[RECORDS SHOWN]
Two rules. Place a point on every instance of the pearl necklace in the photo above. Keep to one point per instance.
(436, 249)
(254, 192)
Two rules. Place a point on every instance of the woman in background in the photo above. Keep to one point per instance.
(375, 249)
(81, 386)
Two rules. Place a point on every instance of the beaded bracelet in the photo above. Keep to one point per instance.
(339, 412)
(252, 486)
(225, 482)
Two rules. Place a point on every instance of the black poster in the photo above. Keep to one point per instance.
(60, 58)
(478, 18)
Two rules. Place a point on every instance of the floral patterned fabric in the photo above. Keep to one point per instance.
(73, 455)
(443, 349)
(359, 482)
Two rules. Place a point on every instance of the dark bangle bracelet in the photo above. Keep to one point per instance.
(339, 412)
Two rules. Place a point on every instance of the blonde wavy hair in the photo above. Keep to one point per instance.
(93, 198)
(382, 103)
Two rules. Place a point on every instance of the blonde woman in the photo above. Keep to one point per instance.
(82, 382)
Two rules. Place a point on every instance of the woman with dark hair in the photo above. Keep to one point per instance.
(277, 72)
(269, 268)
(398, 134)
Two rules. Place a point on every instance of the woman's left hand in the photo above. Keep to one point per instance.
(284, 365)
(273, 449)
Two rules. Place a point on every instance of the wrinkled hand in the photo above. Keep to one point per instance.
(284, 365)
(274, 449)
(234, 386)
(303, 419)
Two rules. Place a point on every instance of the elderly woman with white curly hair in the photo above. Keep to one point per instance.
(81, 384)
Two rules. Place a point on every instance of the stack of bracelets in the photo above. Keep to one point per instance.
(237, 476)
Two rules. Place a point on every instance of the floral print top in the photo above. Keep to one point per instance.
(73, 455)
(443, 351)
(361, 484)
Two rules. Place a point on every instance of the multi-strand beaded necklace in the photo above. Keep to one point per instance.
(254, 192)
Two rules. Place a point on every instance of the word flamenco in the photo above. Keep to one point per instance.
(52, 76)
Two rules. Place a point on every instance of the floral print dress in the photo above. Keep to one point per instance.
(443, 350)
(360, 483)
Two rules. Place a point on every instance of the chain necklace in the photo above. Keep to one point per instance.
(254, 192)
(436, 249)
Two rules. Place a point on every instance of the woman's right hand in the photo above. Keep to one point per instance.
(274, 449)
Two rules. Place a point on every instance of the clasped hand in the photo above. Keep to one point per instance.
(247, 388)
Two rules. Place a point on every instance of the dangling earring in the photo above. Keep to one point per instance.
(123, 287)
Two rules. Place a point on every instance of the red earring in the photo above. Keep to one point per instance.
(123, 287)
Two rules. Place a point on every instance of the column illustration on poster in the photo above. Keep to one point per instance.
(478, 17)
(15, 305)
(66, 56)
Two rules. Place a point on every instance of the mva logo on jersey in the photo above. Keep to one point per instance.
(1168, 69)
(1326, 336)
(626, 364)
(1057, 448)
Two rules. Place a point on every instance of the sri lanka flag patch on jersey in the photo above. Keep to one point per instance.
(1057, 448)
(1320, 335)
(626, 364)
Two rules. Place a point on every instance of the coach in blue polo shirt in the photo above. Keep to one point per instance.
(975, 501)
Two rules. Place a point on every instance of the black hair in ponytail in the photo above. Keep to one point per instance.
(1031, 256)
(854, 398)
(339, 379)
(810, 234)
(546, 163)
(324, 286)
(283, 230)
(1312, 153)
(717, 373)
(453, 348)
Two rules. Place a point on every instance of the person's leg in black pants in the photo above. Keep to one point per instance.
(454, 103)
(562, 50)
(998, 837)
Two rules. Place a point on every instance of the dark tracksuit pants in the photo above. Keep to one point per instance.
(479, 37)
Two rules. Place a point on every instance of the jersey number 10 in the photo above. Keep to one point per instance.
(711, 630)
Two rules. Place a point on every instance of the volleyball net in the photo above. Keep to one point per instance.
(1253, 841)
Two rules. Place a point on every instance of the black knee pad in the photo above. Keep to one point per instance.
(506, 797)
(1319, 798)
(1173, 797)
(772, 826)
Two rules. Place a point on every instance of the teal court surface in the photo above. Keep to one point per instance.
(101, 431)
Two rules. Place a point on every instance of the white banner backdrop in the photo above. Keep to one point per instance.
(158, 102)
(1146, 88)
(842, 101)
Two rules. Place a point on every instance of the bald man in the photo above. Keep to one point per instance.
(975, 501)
[/RECORDS SHOWN]
### BRIEF:
Retype the entries. Every line must match exactly.

### RESPONSE TO THE TASK:
Two rules. Place a point on every instance of the pearl necklace in the photo above. Keep to one point per instance.
(436, 249)
(254, 192)
Two rules. Place a point on every instance of the woman in background in the photo above. Keep to one point per instance.
(375, 249)
(81, 386)
Two rules. Place a point on every instance of the beaded bracelet in the photo above. Keep to one point per instance.
(339, 412)
(252, 486)
(225, 482)
Two rules. Place a point on every instance of the black poster in the photo above. Keep to one point per instance.
(60, 58)
(478, 18)
Two rules. Place a point on every instance of the floral patterned fabric in the photo above. Keep to one point per instance.
(73, 455)
(443, 349)
(359, 482)
Two rules. Place a point on every instance of the dark bangle bracelet in the photo above. Keep to one point per instance.
(339, 412)
Two rules. Place a point on every instance of the blonde wavy hair in the photo above. Keep to one point per instance.
(93, 198)
(382, 103)
Two rules. Place a point on every instance of the blonde woman in the photo above. Keep to one point per instance.
(82, 382)
Two rules. Place a point on every instance of the woman with dark hair in the photo above. Keep to one point per instance.
(277, 72)
(269, 268)
(398, 134)
Two rules. Place a point on every instance of the woman's left hand in the photo above. Keep to one point per instance.
(284, 365)
(273, 449)
Two rules. Place a point on every instance of the wrinkled hand in the photo above. Keep to one point per instance.
(284, 365)
(274, 449)
(234, 386)
(303, 419)
Two rules. Place a point on every instance of the elderly woman with white curly hair in the photo above. Keep to one point per instance.
(81, 384)
Two rules. Place a point on every instance of the stack of bracelets in the photo above. Keep to one point per instance.
(237, 476)
Two rules. Place a point on every instance of the floral print top in the photo above. Keep to one point per instance.
(73, 455)
(443, 351)
(361, 484)
Two rules. Place a point on every instance of the multi-strand beaded necklace in the photo above. Keep to one point per instance.
(254, 192)
Two rules. Place a point on every instance of the word flamenco in the photo above. Keep to one point per instance.
(52, 76)
Two rules. Place a point on every instance of the floral print dress in the photo above. Keep to one point per instance.
(443, 350)
(360, 483)
Two rules. Place a point on every instance of the chain necklace in the photo above. Keep to one point per instance.
(254, 192)
(436, 249)
Two rules. Place a point on every instance of the woman's right hand in the photo above. Keep to one point per instance.
(274, 449)
Two rules. Place a point on every instance of the clasped hand in the photo above. Keep to one point per instance.
(247, 388)
Two rules. Place a point on every instance of the dangling earring in the photo above. Keep to one point per instance.
(123, 287)
Two rules. Place a point on every instance of the red earring in the photo above. Keep to one point per instance.
(123, 287)
Two rules. Place a point on every instance of the column illustration on poster in the photo above. Keep to one point per instance.
(478, 17)
(15, 305)
(66, 56)
Two rules. Place a point on every instance of the mva logo on jersey in the photo above. Keep to one point per instance.
(1168, 69)
(1326, 336)
(626, 364)
(1057, 448)
Two rules. Place a point on every instance of the sri lanka flag patch on jersey in the photo above. Keep to one point per instance.
(1057, 448)
(1320, 335)
(626, 364)
Two rules. Place a point on every instance of the coach in blue polo shirt in the photo above. Keep to one point per instance.
(975, 501)
Two rules. Place a point on every instance of the black hair in ponytail in the photo above. Keep to one point per instance.
(1031, 256)
(854, 398)
(339, 379)
(810, 234)
(546, 163)
(324, 286)
(283, 230)
(1312, 153)
(717, 373)
(453, 348)
Two rules. Place a point on every instance of the person's leg in black pants in the photo above. Keep to one point per instance.
(454, 103)
(562, 50)
(998, 837)
Two rules. Place a point on every instance of the dark tracksuit pants in the photo above. Keep to one point per instance.
(479, 37)
Two rules. Place a point on every instance of the jersey number 10 in the photo above. Keep to one point per instance.
(711, 630)
Two rules. Place a point on every instance of the volleyball net in the photo above. Keep to one point per instance.
(1253, 841)
Two rules. Place a point on every instance of the black knee pad in the photo above. Keep to one point per instance.
(506, 797)
(1319, 798)
(1173, 797)
(772, 826)
Two rules. Place a point on every instance of the teal court surface in the photo above. Keep to one point per instance.
(101, 431)
Two rules. Place a point on every instance of the white banner backdrop in the photo above. Keep to one point per instance.
(158, 102)
(1146, 88)
(842, 101)
Two rules. Place a point on every instance of the bald man in the photo above. Keep to one point per instance.
(975, 501)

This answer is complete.